▶ What is expected
Write out the passage on the Reagan era word for word, starting with "Few people outside" and going on through "consistent counter-protests started.".

▶ Selected excerpt
****

By this point, every objective prerequisite for a workers’ revolution had been fulfilled. Not only had the ruling classes realised they could no longer govern in the old way: working and oppressed people were taking to the streets to show they were unwilling to continue living in the old way. Society was polarised, with the middle classes choosing sides. All that was missing was a clear political direction and organisation. That absence was to prove fatal for the organised working class.

The electoral victory of Ronald Reagan in 1980 marked a re-stabilisation of the capitalist order, based more directly on the state apparatus (the ‘bodies of armed men’) than on the institutions of democratic functioning. This fundamental shift away from the democratic fig leaf was communicated to all classes via the crushing of the air-traffic controllers’ strike in 1981.

At the same time, two other currents began to manifest themselves that went hand in hand with Reagan’s attacks on unionised workers: the undermining of social services (eg, welfare), and the clamour for a ‘strong state’. It was under Reagan that the myth of the so-called ‘welfare mother’ began; it was also under Reagan that the ‘war on drugs’ (a euphemism for the imposition of a police state in oppressed communities) was launched.

Few people outside of the far left attempted to organise against these attacks. Most of the ‘official’ organisations of working and oppressed people issued a few mealy-mouthed statements, but would not put their supporters in the streets. Instead, they channelled the discontent into ... the Democratic Party. (It is worth noting that it was about this same time that the neoliberal Democratic Leadership Council, which currently runs the party, was formed.)

Going into the late 1980s, we began to see the rise of rightwing terrorist organisations operating within the US. Anti-abortion rights terrorists began bombing women’s clinics and staging mass blockades. Traditional fascist groups like the Ku Klux Klan began holding public rallies and events throughout the country. It was not until the early 1990s that any kind of consistent counter-protests started.

****

▶ Source data
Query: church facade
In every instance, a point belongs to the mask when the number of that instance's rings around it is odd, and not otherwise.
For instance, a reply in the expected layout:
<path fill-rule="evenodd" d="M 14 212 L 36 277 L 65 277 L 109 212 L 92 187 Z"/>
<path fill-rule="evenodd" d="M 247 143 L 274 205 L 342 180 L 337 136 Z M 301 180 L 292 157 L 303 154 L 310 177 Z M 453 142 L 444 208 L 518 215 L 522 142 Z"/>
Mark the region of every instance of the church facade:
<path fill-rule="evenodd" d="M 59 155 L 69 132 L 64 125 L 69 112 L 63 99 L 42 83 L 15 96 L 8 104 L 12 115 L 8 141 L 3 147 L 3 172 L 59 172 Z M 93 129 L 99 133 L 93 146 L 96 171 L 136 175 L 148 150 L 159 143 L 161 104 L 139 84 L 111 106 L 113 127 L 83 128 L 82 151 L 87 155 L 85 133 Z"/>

****

▶ Answer
Few people outside of the far left attempted to organise against these attacks. Most of the ‘official’ organisations of working and oppressed people issued a few mealy-mouthed statements, but would not put their supporters in the streets. Instead, they channelled the discontent into ... the Democratic Party. (It is worth noting that it was about this same time that the neoliberal Democratic Leadership Council, which currently runs the party, was formed.)

Going into the late 1980s, we began to see the rise of rightwing terrorist organisations operating within the US. Anti-abortion rights terrorists began bombing women’s clinics and staging mass blockades. Traditional fascist groups like the Ku Klux Klan began holding public rallies and events throughout the country. It was not until the early 1990s that any kind of consistent counter-protests started.